━━ Given data ━━

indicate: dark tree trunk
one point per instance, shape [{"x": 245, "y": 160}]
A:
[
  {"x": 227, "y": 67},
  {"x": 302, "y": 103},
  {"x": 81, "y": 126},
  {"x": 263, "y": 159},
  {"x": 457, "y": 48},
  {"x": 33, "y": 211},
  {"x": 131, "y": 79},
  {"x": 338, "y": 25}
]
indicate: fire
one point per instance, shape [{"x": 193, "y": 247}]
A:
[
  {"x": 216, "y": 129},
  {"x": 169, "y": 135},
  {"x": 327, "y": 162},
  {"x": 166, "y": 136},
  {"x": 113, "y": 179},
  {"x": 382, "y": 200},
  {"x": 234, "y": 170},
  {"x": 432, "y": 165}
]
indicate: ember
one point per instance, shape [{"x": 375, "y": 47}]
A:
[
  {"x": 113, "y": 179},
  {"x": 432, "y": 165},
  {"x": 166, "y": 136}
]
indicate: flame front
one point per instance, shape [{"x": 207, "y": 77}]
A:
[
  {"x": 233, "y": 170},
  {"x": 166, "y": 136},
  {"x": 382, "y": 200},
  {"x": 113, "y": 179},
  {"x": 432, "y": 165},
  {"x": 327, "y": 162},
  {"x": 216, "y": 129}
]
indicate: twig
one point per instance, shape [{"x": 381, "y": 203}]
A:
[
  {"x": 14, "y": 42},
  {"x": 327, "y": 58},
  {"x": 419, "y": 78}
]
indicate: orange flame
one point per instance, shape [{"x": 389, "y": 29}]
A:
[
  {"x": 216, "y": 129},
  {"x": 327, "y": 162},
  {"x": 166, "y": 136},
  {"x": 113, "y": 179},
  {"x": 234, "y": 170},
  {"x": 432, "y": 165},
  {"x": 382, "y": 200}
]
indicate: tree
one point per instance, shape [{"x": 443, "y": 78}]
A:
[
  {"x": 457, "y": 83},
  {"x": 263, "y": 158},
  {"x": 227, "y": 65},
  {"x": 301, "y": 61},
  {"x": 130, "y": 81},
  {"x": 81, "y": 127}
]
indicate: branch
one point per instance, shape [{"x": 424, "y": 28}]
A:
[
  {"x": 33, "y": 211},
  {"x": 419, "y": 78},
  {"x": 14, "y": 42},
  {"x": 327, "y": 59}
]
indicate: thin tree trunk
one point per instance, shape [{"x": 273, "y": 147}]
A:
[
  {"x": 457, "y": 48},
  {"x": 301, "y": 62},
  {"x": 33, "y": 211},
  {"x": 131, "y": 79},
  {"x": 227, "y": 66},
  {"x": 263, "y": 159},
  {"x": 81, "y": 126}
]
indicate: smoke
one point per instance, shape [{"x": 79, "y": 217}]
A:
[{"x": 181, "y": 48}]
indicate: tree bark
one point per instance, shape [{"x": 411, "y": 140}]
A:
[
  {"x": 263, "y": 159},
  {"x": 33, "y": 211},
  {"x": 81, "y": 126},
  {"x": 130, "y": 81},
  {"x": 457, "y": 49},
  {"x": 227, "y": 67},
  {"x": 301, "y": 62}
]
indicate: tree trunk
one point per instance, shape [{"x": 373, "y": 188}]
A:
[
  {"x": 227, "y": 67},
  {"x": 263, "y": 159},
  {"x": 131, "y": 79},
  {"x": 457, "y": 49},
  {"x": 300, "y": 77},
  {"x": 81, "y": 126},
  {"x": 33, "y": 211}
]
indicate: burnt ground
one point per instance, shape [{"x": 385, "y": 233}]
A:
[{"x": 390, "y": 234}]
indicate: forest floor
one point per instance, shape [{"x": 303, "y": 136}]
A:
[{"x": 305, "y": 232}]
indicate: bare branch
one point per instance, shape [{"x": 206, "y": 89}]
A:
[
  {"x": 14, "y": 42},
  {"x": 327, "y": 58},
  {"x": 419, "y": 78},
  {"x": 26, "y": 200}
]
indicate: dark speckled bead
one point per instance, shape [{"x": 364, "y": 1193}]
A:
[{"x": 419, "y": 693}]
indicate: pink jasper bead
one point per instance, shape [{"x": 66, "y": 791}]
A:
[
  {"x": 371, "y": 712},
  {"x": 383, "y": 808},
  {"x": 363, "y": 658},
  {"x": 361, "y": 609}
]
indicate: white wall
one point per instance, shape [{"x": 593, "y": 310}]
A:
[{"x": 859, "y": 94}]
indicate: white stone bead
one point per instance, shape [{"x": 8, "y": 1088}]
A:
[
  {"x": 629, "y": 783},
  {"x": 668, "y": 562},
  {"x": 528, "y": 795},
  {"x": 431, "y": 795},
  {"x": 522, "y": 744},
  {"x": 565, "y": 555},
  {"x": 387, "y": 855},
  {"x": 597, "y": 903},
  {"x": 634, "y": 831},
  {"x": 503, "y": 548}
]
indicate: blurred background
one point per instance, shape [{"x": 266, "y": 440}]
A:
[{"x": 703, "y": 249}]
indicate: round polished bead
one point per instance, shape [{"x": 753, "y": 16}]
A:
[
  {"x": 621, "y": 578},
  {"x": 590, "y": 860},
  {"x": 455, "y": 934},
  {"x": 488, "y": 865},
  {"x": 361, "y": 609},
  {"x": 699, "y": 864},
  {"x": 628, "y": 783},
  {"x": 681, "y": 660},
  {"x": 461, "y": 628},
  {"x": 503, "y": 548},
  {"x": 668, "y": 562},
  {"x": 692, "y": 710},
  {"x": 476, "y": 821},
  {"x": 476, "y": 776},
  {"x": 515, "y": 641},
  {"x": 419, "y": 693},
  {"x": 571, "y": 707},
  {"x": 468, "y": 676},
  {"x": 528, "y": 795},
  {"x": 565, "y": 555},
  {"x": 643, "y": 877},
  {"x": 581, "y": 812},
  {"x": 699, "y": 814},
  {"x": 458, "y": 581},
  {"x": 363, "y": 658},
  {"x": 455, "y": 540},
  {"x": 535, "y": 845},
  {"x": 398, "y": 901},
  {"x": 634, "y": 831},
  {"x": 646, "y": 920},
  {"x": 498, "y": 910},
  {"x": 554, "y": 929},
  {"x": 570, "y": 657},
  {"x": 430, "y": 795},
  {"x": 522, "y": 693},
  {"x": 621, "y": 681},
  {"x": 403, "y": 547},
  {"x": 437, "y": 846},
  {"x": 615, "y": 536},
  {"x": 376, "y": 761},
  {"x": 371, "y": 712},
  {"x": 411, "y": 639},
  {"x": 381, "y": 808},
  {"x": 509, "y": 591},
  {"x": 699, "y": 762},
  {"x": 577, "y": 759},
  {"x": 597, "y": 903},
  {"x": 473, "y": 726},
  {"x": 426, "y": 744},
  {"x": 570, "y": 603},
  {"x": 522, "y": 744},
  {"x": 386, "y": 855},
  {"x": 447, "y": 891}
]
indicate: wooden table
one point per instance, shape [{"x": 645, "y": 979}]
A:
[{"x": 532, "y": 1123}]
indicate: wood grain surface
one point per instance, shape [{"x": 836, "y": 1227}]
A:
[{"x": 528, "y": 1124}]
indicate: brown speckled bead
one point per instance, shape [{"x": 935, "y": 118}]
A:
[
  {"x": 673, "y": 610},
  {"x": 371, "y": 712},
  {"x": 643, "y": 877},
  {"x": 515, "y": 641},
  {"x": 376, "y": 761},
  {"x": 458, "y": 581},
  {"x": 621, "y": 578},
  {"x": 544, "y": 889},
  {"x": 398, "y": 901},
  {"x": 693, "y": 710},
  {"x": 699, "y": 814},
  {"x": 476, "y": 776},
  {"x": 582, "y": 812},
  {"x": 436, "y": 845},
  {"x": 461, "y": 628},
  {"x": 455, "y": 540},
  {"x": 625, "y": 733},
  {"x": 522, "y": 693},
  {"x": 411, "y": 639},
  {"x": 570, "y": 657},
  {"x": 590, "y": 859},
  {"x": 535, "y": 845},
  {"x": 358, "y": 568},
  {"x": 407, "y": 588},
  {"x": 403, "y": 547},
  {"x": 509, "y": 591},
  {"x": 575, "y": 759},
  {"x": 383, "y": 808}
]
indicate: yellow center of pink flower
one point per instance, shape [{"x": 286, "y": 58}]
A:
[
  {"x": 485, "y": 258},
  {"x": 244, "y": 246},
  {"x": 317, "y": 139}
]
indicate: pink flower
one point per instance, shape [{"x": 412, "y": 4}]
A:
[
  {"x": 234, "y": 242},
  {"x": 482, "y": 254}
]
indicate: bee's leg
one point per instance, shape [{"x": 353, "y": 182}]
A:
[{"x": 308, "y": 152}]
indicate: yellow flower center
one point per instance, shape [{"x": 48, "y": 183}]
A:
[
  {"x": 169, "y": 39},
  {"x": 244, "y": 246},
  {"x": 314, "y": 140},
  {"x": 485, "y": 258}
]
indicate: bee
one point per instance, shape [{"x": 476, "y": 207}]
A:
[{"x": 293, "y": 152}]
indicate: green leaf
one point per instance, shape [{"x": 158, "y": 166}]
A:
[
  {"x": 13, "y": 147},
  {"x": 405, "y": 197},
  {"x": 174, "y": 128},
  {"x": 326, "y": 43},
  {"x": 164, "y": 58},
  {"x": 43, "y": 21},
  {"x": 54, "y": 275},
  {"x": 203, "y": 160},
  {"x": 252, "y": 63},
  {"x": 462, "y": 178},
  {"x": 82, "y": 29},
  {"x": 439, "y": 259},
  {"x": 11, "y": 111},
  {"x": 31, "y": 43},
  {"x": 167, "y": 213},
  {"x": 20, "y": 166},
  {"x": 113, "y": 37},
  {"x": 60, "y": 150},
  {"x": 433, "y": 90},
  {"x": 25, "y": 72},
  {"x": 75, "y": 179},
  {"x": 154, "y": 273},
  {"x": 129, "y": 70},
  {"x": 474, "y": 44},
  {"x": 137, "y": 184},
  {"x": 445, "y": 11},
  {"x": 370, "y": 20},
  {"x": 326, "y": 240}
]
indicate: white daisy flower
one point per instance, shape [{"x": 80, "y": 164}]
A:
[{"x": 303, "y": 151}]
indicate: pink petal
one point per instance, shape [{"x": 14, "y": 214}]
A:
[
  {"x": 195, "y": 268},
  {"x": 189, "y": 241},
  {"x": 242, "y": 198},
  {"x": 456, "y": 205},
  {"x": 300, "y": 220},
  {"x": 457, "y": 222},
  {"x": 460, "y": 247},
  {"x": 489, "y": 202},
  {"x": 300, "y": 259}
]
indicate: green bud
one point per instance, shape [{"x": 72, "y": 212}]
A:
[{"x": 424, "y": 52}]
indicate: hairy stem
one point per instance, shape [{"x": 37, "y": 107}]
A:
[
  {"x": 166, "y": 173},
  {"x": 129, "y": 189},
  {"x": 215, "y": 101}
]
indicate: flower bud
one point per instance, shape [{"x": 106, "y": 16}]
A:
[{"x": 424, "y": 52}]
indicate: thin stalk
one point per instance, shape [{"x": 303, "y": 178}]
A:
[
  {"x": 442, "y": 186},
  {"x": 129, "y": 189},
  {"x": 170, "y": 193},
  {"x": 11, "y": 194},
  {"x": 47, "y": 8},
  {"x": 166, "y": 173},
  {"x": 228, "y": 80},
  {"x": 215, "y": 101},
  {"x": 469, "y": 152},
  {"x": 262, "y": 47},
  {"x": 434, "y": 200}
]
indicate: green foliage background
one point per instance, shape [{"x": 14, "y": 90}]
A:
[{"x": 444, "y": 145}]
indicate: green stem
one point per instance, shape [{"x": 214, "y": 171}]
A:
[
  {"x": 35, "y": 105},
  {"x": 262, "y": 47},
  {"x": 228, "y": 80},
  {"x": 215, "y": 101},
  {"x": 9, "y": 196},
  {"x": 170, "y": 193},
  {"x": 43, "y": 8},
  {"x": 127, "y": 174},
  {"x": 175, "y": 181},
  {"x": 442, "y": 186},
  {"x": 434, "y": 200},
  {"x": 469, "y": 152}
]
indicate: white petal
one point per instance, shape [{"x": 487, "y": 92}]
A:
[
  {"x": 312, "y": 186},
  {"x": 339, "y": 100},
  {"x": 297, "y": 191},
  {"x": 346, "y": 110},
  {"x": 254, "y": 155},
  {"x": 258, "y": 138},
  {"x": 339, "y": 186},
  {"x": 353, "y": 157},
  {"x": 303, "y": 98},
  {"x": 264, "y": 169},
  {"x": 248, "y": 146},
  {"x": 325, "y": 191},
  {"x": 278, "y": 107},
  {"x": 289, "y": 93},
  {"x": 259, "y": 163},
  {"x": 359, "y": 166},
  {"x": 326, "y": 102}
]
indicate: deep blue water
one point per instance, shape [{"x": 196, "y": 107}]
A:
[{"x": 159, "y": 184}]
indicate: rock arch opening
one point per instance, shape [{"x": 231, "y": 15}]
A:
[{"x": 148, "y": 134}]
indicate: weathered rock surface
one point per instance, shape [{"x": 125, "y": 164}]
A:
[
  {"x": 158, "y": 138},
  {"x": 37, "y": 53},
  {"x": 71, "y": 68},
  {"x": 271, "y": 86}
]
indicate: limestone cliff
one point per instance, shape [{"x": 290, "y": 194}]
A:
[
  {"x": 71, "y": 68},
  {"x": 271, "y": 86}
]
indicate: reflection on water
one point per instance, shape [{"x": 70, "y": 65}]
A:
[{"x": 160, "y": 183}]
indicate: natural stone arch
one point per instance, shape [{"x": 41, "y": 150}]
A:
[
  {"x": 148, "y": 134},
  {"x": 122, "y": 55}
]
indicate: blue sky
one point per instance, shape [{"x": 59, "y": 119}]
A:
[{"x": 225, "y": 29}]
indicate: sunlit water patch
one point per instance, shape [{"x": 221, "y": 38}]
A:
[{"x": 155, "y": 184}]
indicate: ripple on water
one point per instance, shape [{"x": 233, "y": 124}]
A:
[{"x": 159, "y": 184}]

━━━

■ **Problem requirements**:
Look through the entries, and return every line that the word "flower" appears in.

■ **Task response**:
indicate: yellow center of pink flower
indicate: pink flower
indicate: yellow flower center
indicate: white daisy flower
indicate: flower bud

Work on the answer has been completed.